Exercise aim
Exclude the pictures from your copy, and reproduce each entry below verbatim.

Referring expression data:
# # # #

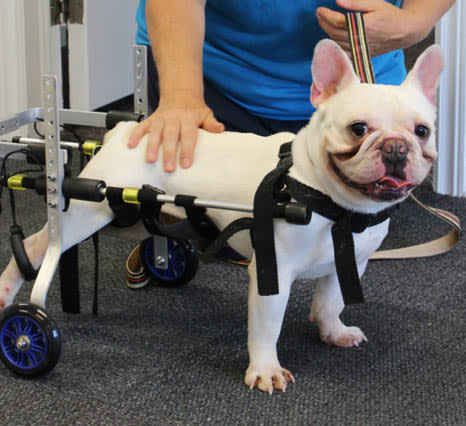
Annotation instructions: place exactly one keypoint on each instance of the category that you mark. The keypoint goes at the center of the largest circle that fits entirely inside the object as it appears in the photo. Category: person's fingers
(139, 131)
(330, 18)
(170, 139)
(189, 131)
(211, 124)
(153, 142)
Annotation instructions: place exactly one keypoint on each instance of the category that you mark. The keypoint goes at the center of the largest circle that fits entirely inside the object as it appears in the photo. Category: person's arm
(176, 31)
(387, 27)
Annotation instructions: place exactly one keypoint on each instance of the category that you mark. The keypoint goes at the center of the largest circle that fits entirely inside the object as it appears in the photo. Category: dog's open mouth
(388, 188)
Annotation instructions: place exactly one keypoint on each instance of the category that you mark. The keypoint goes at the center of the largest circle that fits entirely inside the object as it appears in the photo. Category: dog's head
(377, 142)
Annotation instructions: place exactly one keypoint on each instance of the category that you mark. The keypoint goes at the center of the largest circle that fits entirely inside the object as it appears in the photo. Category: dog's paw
(343, 336)
(269, 378)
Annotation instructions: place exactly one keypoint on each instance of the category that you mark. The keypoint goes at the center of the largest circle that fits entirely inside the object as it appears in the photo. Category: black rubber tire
(30, 344)
(183, 262)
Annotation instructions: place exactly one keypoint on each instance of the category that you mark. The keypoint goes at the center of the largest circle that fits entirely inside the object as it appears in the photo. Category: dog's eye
(359, 129)
(422, 131)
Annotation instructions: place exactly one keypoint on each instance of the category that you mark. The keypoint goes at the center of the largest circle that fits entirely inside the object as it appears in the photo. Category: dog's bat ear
(331, 71)
(426, 72)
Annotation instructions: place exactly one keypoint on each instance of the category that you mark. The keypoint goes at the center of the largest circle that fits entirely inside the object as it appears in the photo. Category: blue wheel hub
(23, 342)
(176, 261)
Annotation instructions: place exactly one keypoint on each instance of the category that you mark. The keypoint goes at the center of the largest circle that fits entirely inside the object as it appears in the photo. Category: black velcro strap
(184, 200)
(234, 227)
(263, 235)
(69, 281)
(345, 263)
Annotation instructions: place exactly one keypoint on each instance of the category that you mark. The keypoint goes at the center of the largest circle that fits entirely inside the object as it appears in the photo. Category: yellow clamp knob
(16, 182)
(130, 195)
(90, 146)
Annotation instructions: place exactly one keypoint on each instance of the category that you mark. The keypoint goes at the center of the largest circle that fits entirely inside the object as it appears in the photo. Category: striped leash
(363, 67)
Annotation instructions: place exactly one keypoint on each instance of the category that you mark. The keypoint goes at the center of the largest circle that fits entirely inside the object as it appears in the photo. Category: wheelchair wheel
(30, 344)
(183, 262)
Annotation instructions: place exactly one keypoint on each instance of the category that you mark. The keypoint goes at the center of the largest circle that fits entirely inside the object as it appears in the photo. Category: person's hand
(387, 27)
(175, 121)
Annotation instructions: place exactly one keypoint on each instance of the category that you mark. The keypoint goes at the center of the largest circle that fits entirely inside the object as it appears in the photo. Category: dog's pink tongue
(395, 183)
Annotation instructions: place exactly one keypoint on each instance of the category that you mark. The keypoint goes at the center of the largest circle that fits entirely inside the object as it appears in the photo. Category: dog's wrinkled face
(377, 141)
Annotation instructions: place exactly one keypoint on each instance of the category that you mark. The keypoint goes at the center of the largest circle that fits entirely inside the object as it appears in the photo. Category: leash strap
(359, 48)
(363, 67)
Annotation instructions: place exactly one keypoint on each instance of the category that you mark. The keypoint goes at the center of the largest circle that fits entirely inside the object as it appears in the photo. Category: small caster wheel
(30, 344)
(183, 262)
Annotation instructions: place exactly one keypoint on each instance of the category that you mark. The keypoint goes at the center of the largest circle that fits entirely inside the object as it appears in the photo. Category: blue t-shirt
(258, 53)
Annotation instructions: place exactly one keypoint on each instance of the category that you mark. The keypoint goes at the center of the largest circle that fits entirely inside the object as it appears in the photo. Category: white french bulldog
(366, 147)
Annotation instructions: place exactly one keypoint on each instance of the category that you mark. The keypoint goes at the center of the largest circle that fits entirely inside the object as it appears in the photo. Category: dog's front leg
(265, 317)
(326, 309)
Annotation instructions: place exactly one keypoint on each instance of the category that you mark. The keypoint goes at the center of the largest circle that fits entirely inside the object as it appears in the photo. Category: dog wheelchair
(30, 343)
(29, 340)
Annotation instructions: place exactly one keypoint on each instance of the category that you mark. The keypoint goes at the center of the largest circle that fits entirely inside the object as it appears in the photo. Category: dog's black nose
(395, 156)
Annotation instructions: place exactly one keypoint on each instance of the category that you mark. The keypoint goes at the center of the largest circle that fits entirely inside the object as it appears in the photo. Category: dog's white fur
(230, 167)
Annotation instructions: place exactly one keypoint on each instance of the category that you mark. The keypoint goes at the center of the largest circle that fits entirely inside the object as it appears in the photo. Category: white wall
(101, 55)
(13, 93)
(450, 175)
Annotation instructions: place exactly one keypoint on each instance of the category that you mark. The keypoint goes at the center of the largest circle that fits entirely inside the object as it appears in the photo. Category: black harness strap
(346, 223)
(263, 235)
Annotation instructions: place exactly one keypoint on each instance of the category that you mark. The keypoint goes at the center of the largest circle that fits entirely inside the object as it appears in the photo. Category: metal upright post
(54, 158)
(141, 102)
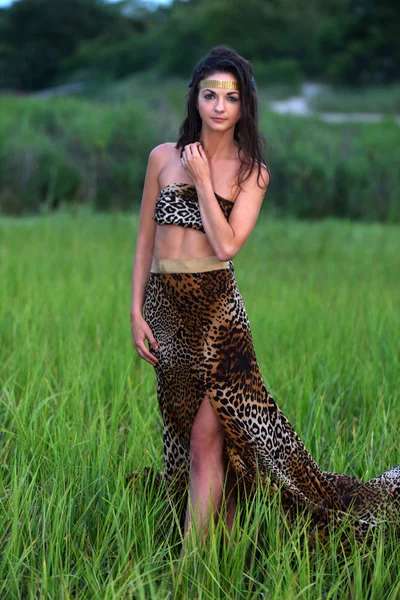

# # # #

Result of this task
Annotation instructions: place exactly one keypoint on each instance of the category that you mark. The keypoint goes at the center of the largest circle that fits entirely inside the object as it appears in the photo. Category: person's fingers
(139, 131)
(330, 18)
(170, 139)
(189, 131)
(211, 124)
(153, 142)
Annotation instructions: place exactly one keypoint on each instance of the category that you mark. The keypoint goes at the center of the largest circle that fits entirely inside the object as it appears in the photo. Category: person's arm
(176, 31)
(387, 27)
Annotation instructions: place exactly one keypoint on each instance of the category that you mark. The keypoint goes at the center of the largest circle that fits entirely inside the object as it appears in the photo. Category: dog's open mouth
(388, 188)
Annotation instructions: place exactly one keypoint on each instance of the category that you mark. The keypoint goes at the center of the largest circle that fits entirely inside the object as it appears in the photo. Category: dog's head
(377, 142)
Annotation instructions: place exactly one keypoint on each instance of the category that you mark. The keypoint goes at the center of the largest circle that fits entirely inside the object as it appears in the photo. Category: dog's paw
(343, 336)
(269, 378)
Annotation instructions: place exactly one keypoint on each instance of the category that you mark. The keypoint goes at the center of the largest circle that fits entirely inside the object as it appears in the photo. Category: black rubber tire
(30, 344)
(183, 262)
Annotation instructions: place exactly one keypoint on each instance of the category that you mark. The keypoint goes at the center of the largest circle that fits entirely inside the object as it appears in the photo. Category: dog's eye
(359, 129)
(422, 131)
Annotation instructions: place exactly one keypoint on each instance of the category that you mark. The keypoint goes at the center of the largest circle that fits entirely inside the object as it appears in the photo. Category: dog's bat ear
(331, 71)
(426, 72)
Annotation instructions: place exactly one keypoint on each instance of the category that you mark. The keypoint goes at the center of the largest circle that fits entirely inside the object as it appears in the photo. Category: blue wheel hub
(23, 342)
(176, 261)
Annotation instructions: place exactly one keypoint on each instance of the category that you mark. The keypoint goes at the center of the largest circle that fits entirely inside the object as it appears in the photo. Category: black velcro strap
(184, 200)
(234, 227)
(263, 235)
(69, 281)
(345, 263)
Annotation instructions: place exactly one keypoint on each instance of the category that you mark. The keypoint goes at the center of the largest circle that fits entirely inside the object as it appears in the photo. Category: yellow clamp knob
(16, 182)
(130, 195)
(90, 146)
Annotation instructions: place exactly one keypoint on each instance of the category that you mark. The keypoint goes at the center of the largest circle that fits entirely inside the object as it appears in the photo. Category: striped leash
(363, 67)
Annotation instructions: place exactly one keypoint on each instance of the category that you mark. The keypoint goes at the center of the largest circle that fits entirely inside the object as it appears in the photo. Category: wheelchair wheel
(30, 344)
(183, 262)
Annotation instructions: place exactly one keypoint on each instance of the category that you mark. The keypoint goes at the center of the largest circle that fits entirely inside the object as it appears in the photo. Category: person's hand
(387, 27)
(175, 121)
Annotation instructions: place exactly one keypoint on each instance of the category that you mark. The keypoint goes at the center of the largest circle that fits entirely inside the object as it appears in the photo. Category: dog's pink tongue
(395, 183)
Annotation instructions: place exactly one keypoint on each instance of the category that you mark. The keypoint goes at the center of the largest circle that fits entirely inside the object as it appears in the photo. Category: dog's wrinkled face
(377, 141)
Annotation instructions: place exactly one keypoint on each instance of the category that you mark. The keypoint goes at the center of the largest circle that fits entirely inside the object as it appears in the photo. Category: leash strap
(359, 48)
(363, 67)
Annotation instructions: place exactly one keypoint on each instance of the category that you mark. The keypoint goes at the center of the largest circle that fits entirely inside the object as it appears in the photo. Category: small caster wheel
(30, 344)
(183, 262)
Annotation instructions: place exactly one keypoint on each instance of the category that you mark. The keypoint goes at the center of the largest circle that fits entirely inside the object as it appears in the photo. Category: blue t-shirt
(258, 53)
Annotation instructions: place exactly one keypoint on each instance of the category that you mark. The keypoint goes at the center of the largest circle that fits entirely inside the object as it appears in the photo. Category: white french bulldog
(366, 147)
Annotation instructions: place exactly one keypoint on each instance of the category that you mark. The keypoint goes at the center of the largest circle that fits entirely inside the object as it appears in the photo. Category: dog's front leg
(265, 317)
(326, 309)
Annotation instructions: place exactly one keypoint on each instance of the category that you mark. The keypoint goes at the center of the largest circle that fits entirely inside the object as it appears in the photo. Category: dog wheelchair
(30, 343)
(29, 340)
Annotation instructions: place exactly one keypoint on each instance of the category that you mark. The keypoint goes at the center of the largest circle that fits entirely inside the object as it appears in the photo. Category: dog's black nose
(395, 156)
Annotation instructions: place exactly one keypoint on each instance of the category that you mark. The keypoint goes at the center of the largest circle that fits entirely inside the object as it appears in the photo. Category: dog's white fur
(230, 167)
Annotation instructions: place exactly one keypoint on each instance of the category that you mark. The keypoint goes at the center of the largest circle that fits entirely inside the object as it appears in the photo. Category: white wall
(101, 55)
(13, 93)
(450, 175)
Annotation instructions: place exactly one keypoint on each instance of the category that you mark. The keypoint goes at the center of the largest circle that fits entirely inside the object as it appears in the photo. Category: black harness strap
(346, 223)
(263, 235)
Annotation instructions: place exactly one keypoint on each instance of the category that you mark. The keypoint goes at the center of the largest circle that fits entirely inside the object as it appears in the photo. Category: metal upright post
(54, 158)
(141, 102)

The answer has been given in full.